→ Task brief
Repeat each record exactly. Any picture gets left out.

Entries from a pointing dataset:
[Begin]
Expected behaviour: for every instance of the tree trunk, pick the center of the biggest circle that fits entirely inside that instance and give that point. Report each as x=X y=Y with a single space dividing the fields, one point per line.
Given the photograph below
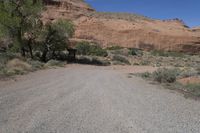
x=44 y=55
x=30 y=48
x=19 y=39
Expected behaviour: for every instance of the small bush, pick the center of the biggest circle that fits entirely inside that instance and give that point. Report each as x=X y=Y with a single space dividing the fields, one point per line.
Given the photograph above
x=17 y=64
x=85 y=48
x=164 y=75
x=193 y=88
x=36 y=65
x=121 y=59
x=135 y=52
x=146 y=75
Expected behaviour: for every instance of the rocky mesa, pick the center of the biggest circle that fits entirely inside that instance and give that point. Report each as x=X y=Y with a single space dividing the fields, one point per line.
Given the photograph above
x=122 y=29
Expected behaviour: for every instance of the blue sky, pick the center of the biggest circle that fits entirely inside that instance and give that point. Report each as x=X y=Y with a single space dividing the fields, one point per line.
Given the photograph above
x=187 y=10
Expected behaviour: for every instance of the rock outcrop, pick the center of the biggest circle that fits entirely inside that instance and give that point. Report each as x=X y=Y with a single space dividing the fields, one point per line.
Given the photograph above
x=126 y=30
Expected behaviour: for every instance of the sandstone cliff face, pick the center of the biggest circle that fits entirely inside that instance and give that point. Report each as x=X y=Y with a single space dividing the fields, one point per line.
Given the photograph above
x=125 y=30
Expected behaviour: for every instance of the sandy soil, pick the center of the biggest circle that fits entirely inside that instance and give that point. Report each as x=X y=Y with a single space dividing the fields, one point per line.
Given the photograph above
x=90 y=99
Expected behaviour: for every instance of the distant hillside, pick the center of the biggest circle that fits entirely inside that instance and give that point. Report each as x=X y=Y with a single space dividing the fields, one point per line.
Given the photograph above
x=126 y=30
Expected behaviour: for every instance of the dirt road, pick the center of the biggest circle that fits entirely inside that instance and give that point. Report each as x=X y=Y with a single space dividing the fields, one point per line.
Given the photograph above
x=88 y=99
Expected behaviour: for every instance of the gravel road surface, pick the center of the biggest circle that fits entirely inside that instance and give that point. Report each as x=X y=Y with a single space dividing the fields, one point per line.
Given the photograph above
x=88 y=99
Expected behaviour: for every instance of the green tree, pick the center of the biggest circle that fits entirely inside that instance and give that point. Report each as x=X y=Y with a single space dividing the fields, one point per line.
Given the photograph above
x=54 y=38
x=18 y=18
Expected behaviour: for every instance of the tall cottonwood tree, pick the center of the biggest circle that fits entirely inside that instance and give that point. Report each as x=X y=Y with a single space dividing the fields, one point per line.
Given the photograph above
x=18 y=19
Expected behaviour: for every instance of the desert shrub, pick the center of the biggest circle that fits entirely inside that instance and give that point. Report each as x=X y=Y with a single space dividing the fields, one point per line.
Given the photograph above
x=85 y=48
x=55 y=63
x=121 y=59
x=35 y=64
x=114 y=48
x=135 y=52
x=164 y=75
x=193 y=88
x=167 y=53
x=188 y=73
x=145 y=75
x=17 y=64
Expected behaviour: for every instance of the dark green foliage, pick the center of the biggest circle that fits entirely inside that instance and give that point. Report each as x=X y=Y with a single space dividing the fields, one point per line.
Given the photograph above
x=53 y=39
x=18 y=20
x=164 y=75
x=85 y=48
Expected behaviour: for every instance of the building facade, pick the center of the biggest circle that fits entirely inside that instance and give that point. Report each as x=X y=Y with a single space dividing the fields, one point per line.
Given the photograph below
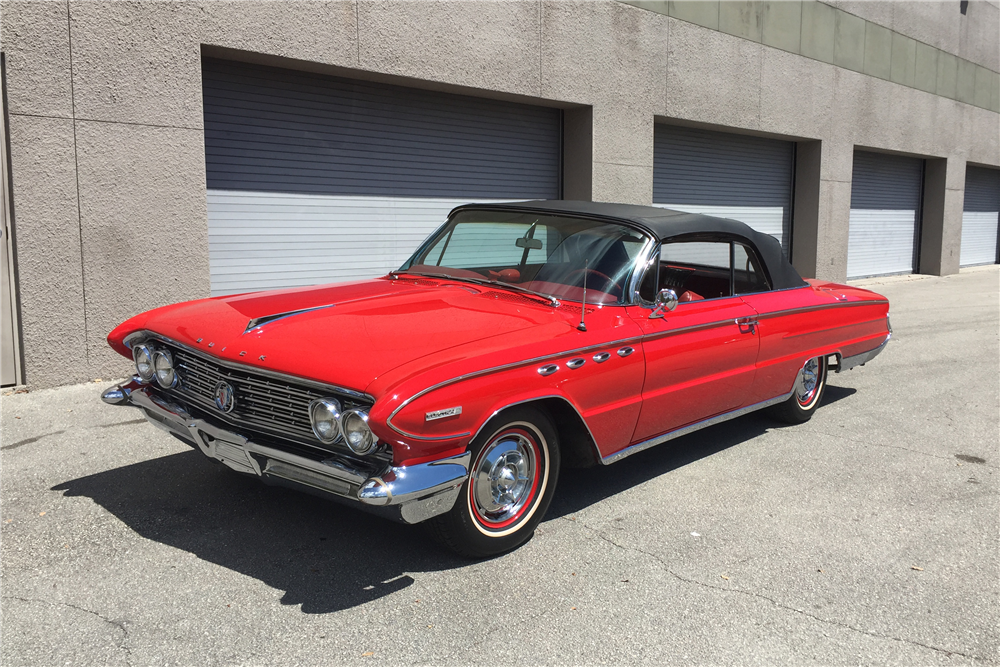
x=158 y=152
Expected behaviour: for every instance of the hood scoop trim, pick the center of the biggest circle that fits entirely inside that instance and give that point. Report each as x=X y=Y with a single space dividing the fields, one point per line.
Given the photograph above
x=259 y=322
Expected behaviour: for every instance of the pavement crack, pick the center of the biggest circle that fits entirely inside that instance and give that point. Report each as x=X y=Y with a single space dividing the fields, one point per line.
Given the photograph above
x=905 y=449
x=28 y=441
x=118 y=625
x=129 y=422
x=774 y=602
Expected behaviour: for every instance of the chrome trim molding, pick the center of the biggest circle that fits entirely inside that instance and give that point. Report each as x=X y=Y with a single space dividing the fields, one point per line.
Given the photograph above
[End]
→ Response to the exercise
Expected behaviour: for every instance of the tree trunk, pick the center of the biggest circle that fits entirely inside that instance and give that point. Report each as x=X y=Y with a single space dividing the fields, one point per line.
Given the photograph below
x=44 y=55
x=30 y=48
x=19 y=39
Expected behaviour: for every instance of the small bush, pick the center of the biggest circle that fits entirely inside that instance and give that point. Report each as x=X y=Y with a single space dividing the fields, one point per line.
Given the photograph above
x=17 y=64
x=85 y=48
x=164 y=75
x=193 y=88
x=36 y=65
x=121 y=59
x=135 y=52
x=146 y=75
Expected behaviour: for every instance of the rocky mesa, pick the center of the biggest circle that fits entirely inside that instance and give that point. Report each as x=X y=Y with a single space dividing the fields, one point per line.
Given the photograph above
x=122 y=29
Expected behaviour: for every instance of the blue sky, pick the center of the biggest circle that fits entirely inside that instance and give that point. Report each as x=X y=Y with a single space dividing the fields, one point per line.
Given the photograph above
x=187 y=10
Expected behaviour: for every instance of the rock outcrop, pick the center of the biggest circle that fits entirely inside that instance and give that point. Report each as x=X y=Y with a single space dividing the fields, one point per line.
Given the photograph above
x=126 y=30
Expected behaviour: for every instance of the sandstone cliff face, pick the center of the biggest circle that fits entirely inside that instance and give that point. Report each as x=X y=Y with a single space dividing the fields, one point per line.
Given the photograph above
x=125 y=30
Expected behaviour: for every instance of the sandy soil, pick the center of the biggest circle that fits entirely inside that instance and give that point. Report each as x=X y=Y with a single space dividing the fields, one point per line.
Given the photograph above
x=90 y=99
Expected behaviour: for every instance of the distant hillside, pick the center of the biggest circle that fits entirely inside that instance and give that point. Report each as x=X y=Y with a single space dividing the fields, one point per line.
Given the photograph above
x=126 y=30
Expected behaviour: for every instance of the dirt road, pick the center of the biggest circle that fits entirely inside that instance and give that point. Report each as x=X y=Y with a single space dividing the fields, one point per line.
Given the photograph above
x=88 y=99
Expected behaviour: for every instance of the gravel road surface, pick the center of the biggest circle that fits entirely inside that instance and give that point. Report each as x=X y=Y with a single space dividing the fields, one point per line.
Given the photograph above
x=88 y=99
Expected behaviour: for every instance of the green tree, pick the center of the biggest circle that fits entirely inside that instance and give that point. Report each as x=X y=Y with a single space dividing the fields, one point per line.
Given the photograph above
x=54 y=38
x=18 y=18
Expected behaviour: for every instance of the tall cottonwood tree, pick the center of the biggest circle that fits entirely inside that instance and give that point. Report each as x=X y=Y with a single space dividing the fields, one point per line.
Given the photograph above
x=18 y=19
Expected behaviour: for every instance of the desert shrub, pick the center of the biggest circle that fits entirely inside that instance and give that point. Report each as x=X y=Y with a single space dividing the fields, one point per line.
Given the photograph above
x=85 y=48
x=55 y=63
x=121 y=59
x=35 y=64
x=114 y=48
x=135 y=52
x=164 y=75
x=193 y=88
x=167 y=53
x=188 y=73
x=145 y=75
x=17 y=64
Expected behaviour: for every instance of the dark green foliage, pick the center of the biggest circle that fits entirely inside that instance and give that point. Report each as x=X y=Y with a single space dividing the fields, one point per line.
Given the photograph above
x=53 y=39
x=18 y=20
x=164 y=75
x=85 y=48
Expected behaviour: for every instance of the building facade, pick the center of the biggest circle that fits entirely inside that instance and give that point. Report each as x=X y=Y with a single space dividing the fields, one point per line.
Given the photograph below
x=158 y=152
Expected behaviour: for every instance of the hood scoop trim, pick the center of the biggest circle that fits entirely inside that instance and give that point. Report each as x=X y=Y with a single space dividing the fields, one point per line.
Given the photograph above
x=259 y=322
Expected behaviour: for every instance of the pavement crack, pick the center of the biggest circle that fits entirely inside that instance and give that point. Report each as x=X y=Y with a single space dividing the fields, one point per line.
Given the photograph above
x=905 y=449
x=28 y=441
x=118 y=625
x=129 y=422
x=774 y=602
Expected behaviour: for every instance of the chrome trim molding, pick the center of the biggest circle that fits entirely inside that instance and give that point. Report each as x=X y=Y with a single space dividing the fields, one point per line.
Given the photograph above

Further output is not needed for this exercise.